Given records.
- - - - - - -

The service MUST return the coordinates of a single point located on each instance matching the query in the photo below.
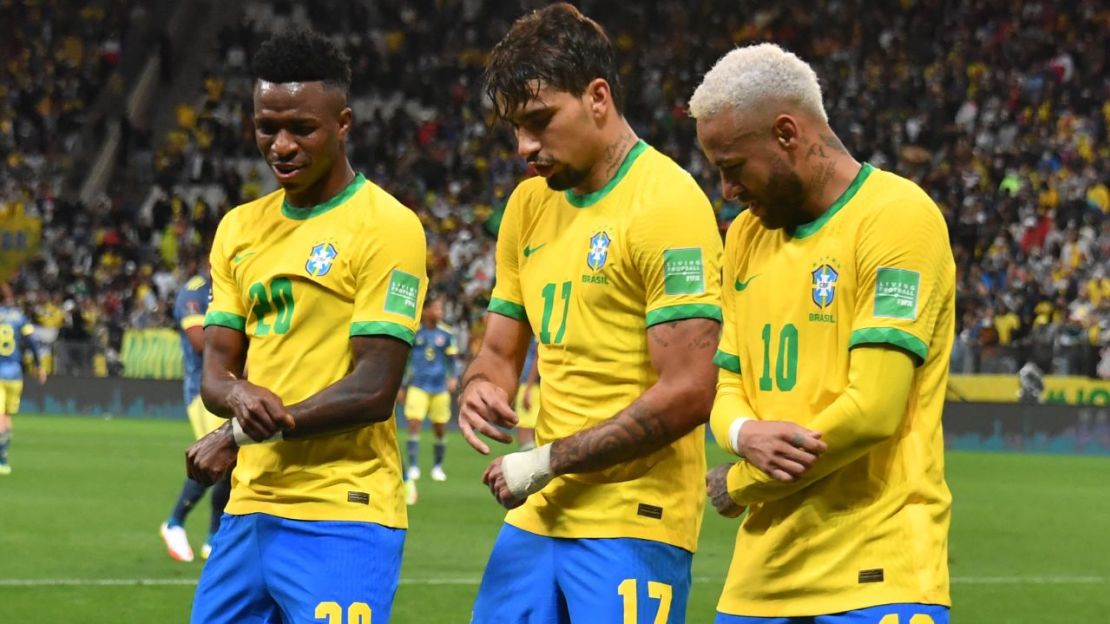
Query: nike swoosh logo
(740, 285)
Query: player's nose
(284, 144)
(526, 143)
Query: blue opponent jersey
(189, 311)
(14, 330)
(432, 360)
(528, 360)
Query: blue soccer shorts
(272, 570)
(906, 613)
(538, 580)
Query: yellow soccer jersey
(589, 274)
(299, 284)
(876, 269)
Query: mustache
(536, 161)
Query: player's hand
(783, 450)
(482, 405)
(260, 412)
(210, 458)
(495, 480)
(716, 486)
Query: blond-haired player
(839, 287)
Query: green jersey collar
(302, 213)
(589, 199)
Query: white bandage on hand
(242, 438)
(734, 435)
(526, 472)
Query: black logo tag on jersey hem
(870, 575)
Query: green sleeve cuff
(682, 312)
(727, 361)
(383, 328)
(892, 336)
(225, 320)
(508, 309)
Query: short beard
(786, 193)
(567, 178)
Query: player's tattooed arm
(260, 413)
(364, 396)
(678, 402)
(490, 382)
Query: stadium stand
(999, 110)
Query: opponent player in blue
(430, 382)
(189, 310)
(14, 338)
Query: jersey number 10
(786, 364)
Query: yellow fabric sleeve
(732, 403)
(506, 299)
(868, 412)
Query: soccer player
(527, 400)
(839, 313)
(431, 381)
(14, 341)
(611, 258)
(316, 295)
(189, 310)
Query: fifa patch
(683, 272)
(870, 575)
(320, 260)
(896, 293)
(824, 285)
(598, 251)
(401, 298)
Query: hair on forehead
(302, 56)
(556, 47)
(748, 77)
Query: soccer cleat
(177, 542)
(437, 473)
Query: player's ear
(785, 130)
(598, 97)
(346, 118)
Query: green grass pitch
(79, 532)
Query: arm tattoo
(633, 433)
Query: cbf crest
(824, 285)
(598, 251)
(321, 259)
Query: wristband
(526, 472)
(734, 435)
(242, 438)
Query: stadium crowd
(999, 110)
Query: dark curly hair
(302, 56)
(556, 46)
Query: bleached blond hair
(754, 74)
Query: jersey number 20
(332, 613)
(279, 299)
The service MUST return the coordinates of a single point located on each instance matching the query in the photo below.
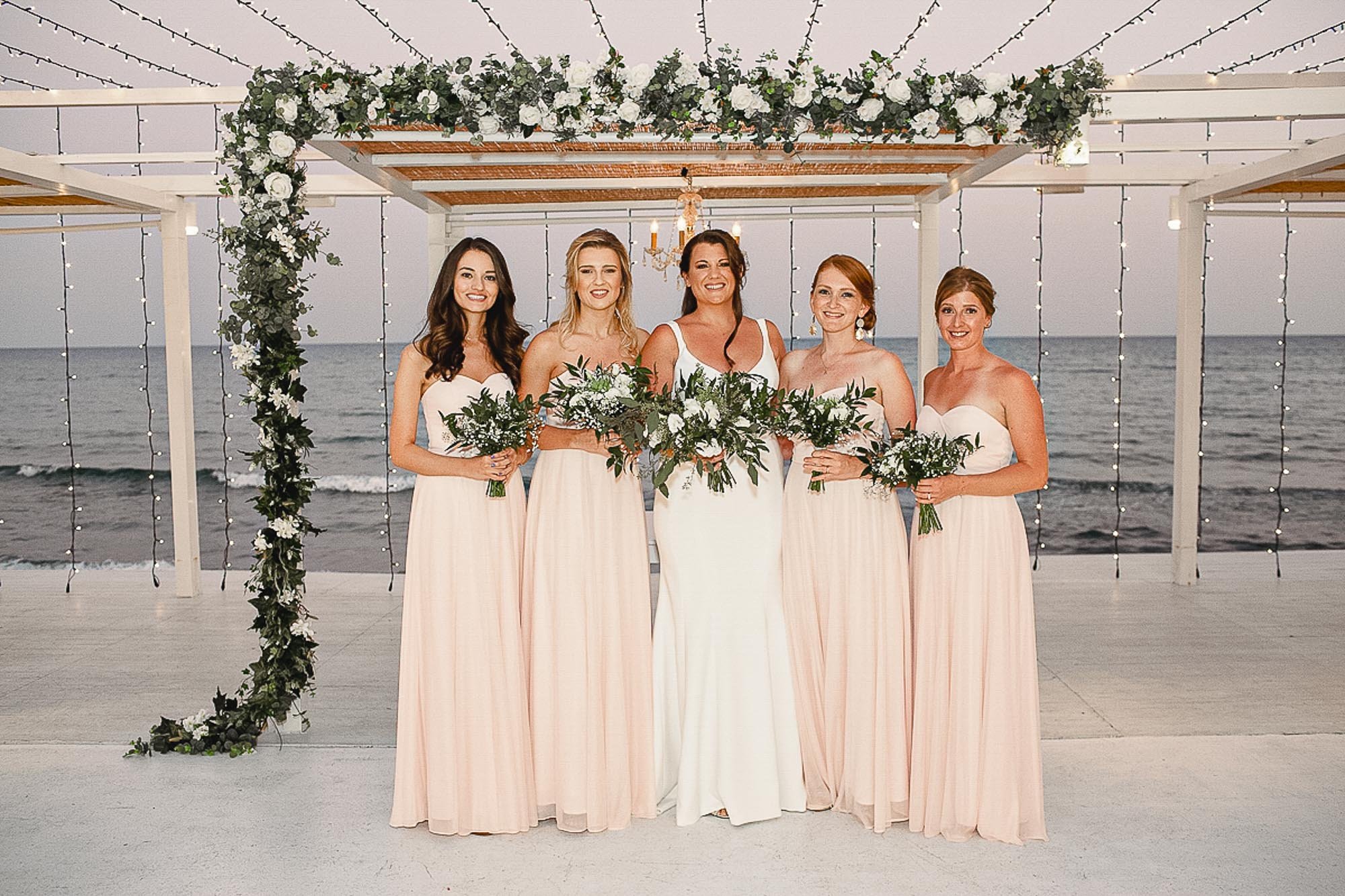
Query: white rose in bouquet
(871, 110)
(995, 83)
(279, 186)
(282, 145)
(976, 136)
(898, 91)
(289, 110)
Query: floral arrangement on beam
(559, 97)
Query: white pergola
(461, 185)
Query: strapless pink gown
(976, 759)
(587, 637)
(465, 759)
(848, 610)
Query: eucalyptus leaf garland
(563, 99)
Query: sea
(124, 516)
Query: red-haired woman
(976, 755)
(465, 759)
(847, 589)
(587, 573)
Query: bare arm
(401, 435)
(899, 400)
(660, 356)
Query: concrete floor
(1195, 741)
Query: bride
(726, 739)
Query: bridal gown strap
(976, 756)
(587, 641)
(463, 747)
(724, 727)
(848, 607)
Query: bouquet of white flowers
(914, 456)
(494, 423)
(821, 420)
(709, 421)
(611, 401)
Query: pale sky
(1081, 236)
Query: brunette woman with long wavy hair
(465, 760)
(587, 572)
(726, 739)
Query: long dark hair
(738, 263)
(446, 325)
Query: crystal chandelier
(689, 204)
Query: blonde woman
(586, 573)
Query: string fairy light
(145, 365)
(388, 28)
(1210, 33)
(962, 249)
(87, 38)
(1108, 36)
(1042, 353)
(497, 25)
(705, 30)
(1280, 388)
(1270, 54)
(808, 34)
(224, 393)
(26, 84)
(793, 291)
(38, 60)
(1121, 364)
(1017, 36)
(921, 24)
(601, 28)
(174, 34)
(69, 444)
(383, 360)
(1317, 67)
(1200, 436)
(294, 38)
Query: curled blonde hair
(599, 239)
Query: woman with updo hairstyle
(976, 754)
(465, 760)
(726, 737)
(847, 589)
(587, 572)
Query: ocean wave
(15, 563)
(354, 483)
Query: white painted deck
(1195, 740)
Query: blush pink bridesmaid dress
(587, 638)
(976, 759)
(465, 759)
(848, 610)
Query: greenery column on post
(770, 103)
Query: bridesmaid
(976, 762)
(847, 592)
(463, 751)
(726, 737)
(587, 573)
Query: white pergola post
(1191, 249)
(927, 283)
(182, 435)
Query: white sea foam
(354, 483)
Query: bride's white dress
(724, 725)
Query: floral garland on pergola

- - - - - - -

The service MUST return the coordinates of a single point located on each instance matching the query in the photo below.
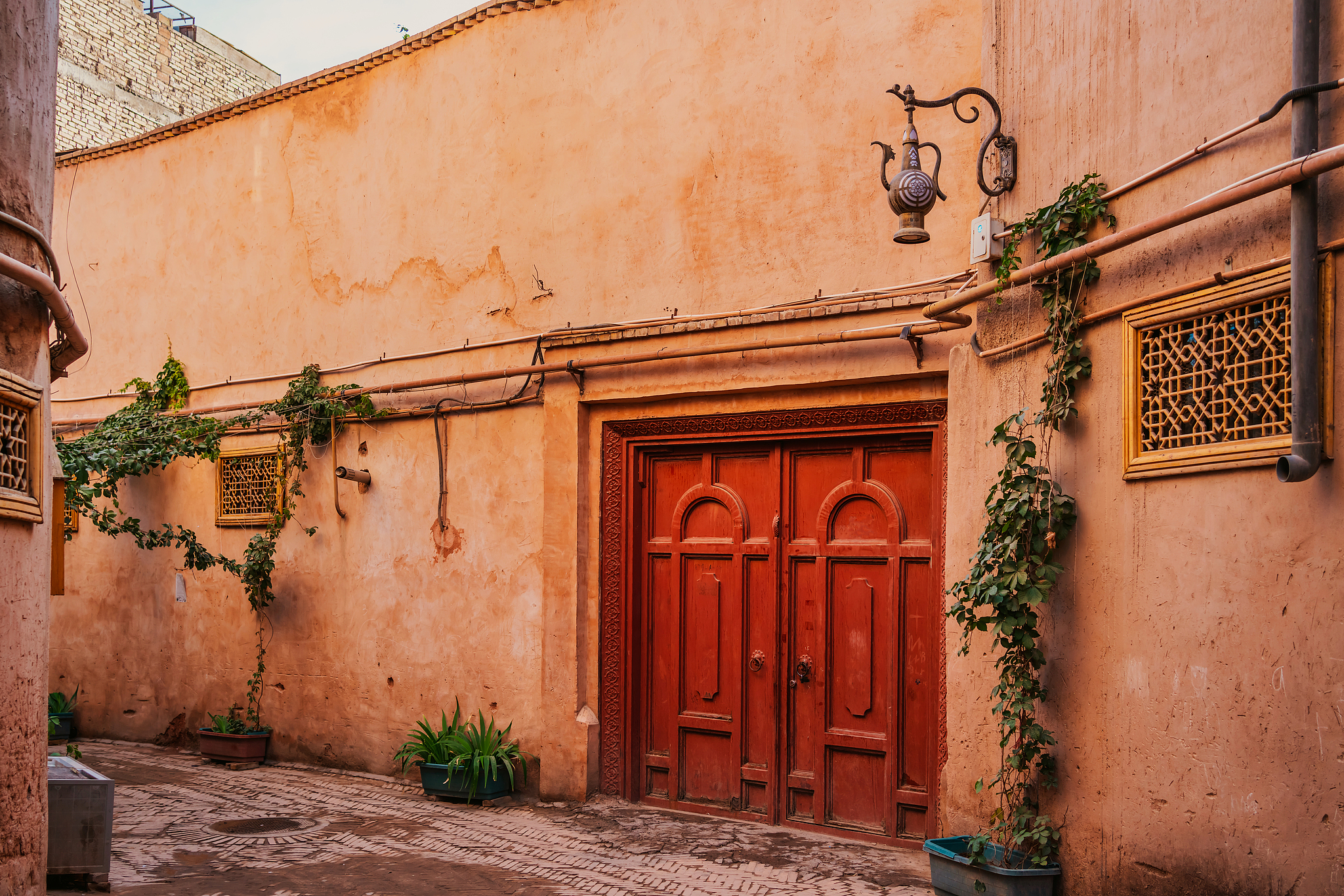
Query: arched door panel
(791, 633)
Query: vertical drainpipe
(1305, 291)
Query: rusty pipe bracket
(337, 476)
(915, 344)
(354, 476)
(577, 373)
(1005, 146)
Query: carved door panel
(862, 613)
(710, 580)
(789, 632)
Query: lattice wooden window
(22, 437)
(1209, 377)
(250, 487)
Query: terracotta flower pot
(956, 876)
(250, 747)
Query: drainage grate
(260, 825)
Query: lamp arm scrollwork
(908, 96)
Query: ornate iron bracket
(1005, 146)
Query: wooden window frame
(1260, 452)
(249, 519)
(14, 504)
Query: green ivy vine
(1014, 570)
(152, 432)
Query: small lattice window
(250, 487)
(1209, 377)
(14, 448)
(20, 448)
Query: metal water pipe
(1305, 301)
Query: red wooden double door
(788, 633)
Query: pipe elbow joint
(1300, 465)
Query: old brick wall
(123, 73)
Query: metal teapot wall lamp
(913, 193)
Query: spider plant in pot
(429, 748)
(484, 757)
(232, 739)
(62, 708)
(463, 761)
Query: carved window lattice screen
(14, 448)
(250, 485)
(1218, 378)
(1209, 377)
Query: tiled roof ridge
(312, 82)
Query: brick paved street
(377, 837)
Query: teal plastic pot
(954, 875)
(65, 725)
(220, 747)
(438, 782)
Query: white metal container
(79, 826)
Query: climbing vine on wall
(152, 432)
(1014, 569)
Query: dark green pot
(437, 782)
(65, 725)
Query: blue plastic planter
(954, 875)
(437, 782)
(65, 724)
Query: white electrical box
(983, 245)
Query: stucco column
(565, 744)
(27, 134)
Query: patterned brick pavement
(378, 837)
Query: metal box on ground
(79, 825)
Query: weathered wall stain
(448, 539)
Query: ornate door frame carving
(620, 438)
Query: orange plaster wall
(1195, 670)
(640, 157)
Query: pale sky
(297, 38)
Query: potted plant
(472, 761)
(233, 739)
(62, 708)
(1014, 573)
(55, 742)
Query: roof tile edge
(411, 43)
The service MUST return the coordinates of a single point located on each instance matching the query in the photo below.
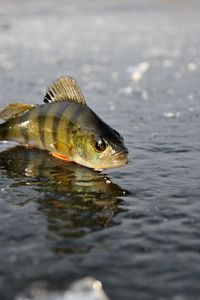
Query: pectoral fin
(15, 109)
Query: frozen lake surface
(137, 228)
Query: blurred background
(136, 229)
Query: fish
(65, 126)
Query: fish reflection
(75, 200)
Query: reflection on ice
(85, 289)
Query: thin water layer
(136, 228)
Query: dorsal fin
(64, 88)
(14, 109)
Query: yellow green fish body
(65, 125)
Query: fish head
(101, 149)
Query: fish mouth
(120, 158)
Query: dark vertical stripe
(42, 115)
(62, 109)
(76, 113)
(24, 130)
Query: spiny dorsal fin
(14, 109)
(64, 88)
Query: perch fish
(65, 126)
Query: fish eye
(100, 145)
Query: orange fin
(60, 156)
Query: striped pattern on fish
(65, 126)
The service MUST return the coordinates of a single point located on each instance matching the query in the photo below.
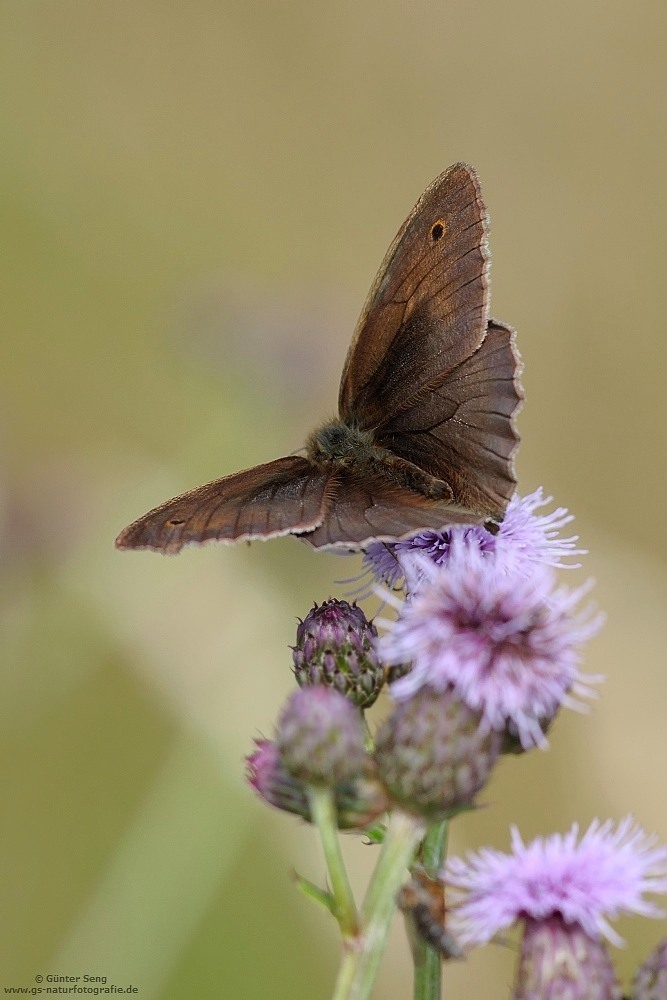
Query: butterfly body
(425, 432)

- - - - - - -

Stated task. Reproduce verbatim the stretch of records from the line containing "Query: stadium crowd" through the line containing "(1195, 740)", both included, omitting the pictures.

Exercise response.
Query: stadium crowd
(999, 110)
Query: dark curly hair
(302, 56)
(556, 46)
Query: bleached blond hair
(754, 74)
Query: jersey number 20
(332, 613)
(279, 299)
The service MUST return the coordinates of a single point located on each instance matching the query in the photo below.
Query: white rose in bouquet
(871, 110)
(995, 83)
(279, 186)
(282, 145)
(976, 136)
(898, 91)
(289, 110)
Query: floral arrangement on beam
(559, 97)
Query: white pergola
(461, 185)
Query: strapless pink gown
(976, 759)
(587, 637)
(465, 759)
(848, 610)
Query: eucalyptus leaf garland
(563, 99)
Query: sea
(124, 516)
Query: red-haired woman
(976, 755)
(465, 759)
(847, 589)
(587, 573)
Query: bare arm
(401, 435)
(899, 400)
(660, 356)
Query: concrete floor
(1195, 741)
Query: bride
(726, 739)
Query: bridal gown strap
(976, 756)
(587, 641)
(463, 747)
(724, 727)
(848, 607)
Query: bouquet of white flowers
(914, 456)
(494, 423)
(821, 420)
(709, 421)
(611, 401)
Query: pale sky
(1081, 236)
Query: brunette woman with long wavy hair
(465, 760)
(587, 572)
(726, 739)
Query: long dark hair
(738, 263)
(446, 325)
Query: crystal chandelier
(689, 204)
Query: blonde woman
(586, 573)
Query: string fairy light
(145, 365)
(388, 28)
(1210, 33)
(962, 249)
(87, 38)
(1108, 36)
(1042, 353)
(497, 25)
(705, 30)
(1280, 388)
(1270, 54)
(808, 34)
(224, 393)
(26, 84)
(793, 291)
(38, 60)
(1121, 364)
(1017, 36)
(921, 24)
(601, 28)
(174, 34)
(69, 444)
(383, 360)
(1317, 67)
(1200, 436)
(294, 38)
Query: curled blonde hair
(599, 239)
Query: woman with updo hairstyle
(976, 754)
(465, 760)
(726, 737)
(847, 589)
(587, 572)
Query: ocean wave
(15, 563)
(354, 483)
Query: white painted deck
(1195, 740)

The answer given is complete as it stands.